**What you are asked to do**
Can you rewrite the lines of the records below, from the one containing "Note to the class: indicate the bride's" through the end of the records with both ends included, as a Markdown table with the columns Row and Line, leaving out any blank lines?

**Records**
>> BEGIN
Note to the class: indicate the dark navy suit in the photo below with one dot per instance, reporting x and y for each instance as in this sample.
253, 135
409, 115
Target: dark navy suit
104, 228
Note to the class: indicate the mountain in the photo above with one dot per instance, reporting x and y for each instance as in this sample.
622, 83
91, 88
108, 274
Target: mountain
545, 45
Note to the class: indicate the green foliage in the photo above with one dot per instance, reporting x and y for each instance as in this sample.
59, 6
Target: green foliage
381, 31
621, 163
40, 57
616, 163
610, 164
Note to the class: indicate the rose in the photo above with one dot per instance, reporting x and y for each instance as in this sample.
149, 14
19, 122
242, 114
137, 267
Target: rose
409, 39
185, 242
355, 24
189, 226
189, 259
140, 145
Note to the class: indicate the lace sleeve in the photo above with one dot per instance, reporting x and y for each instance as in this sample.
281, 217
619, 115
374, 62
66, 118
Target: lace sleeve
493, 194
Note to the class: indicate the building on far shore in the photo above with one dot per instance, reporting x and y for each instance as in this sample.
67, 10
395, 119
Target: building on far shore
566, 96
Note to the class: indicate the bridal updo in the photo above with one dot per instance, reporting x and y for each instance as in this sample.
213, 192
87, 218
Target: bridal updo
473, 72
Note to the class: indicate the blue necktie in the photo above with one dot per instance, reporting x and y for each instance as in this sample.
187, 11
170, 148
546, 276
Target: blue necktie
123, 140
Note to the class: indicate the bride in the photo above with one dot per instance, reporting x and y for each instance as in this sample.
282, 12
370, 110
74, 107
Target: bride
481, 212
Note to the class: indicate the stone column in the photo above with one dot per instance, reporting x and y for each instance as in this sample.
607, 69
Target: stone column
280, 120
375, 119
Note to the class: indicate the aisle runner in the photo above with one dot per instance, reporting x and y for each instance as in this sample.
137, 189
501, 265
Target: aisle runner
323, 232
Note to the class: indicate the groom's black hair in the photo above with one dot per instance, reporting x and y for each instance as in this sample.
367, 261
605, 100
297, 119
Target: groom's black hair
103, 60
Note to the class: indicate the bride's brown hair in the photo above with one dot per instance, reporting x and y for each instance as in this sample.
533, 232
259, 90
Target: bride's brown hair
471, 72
>> END
**Exercise answer**
| Row | Line |
|---|---|
| 1 | Note to the class: indicate the bride's brown hair in the photo above with one dot per instance, reporting x and y for each instance as in this sample. |
| 2 | 533, 232 |
| 3 | 259, 90 |
| 4 | Target: bride's brown hair |
| 5 | 471, 72 |